Rows from a box-labeling dataset
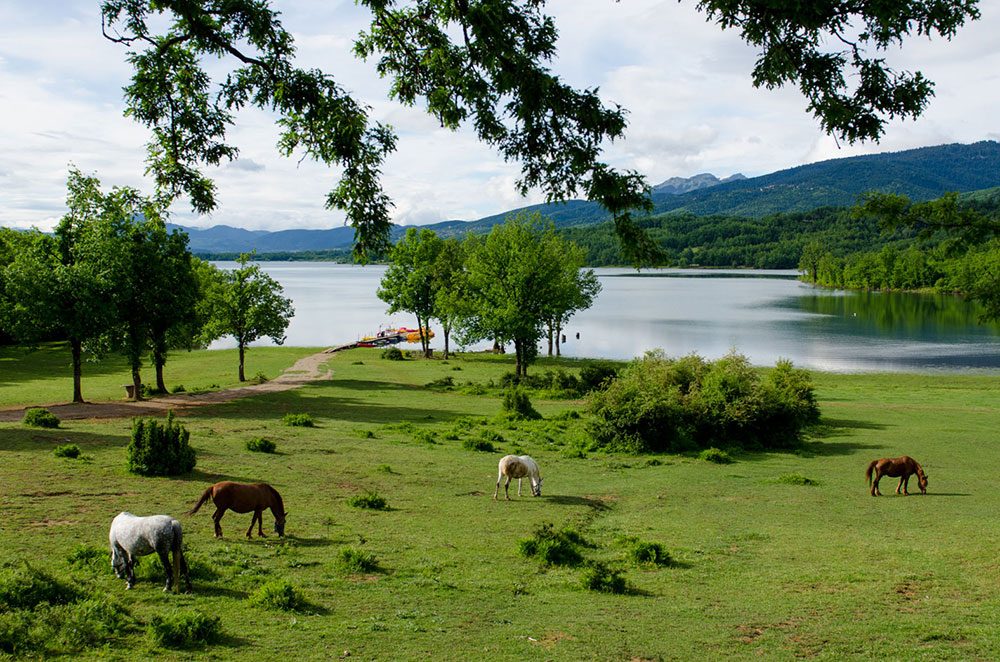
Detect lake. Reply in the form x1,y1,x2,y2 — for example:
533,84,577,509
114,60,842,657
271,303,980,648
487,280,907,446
213,262,1000,372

WRITTEN PROBLEM
Rewrite the data above as a JSON list of strings with one string per line, skipping blank lines and leaving out the pictures.

SOLUTION TO THIS PROBLEM
[
  "Detect lake. Reply in the form x1,y1,x2,y2 — for example:",
  "533,84,577,509",
  "114,60,842,657",
  "271,303,980,648",
  "487,280,907,446",
  "213,262,1000,372"
]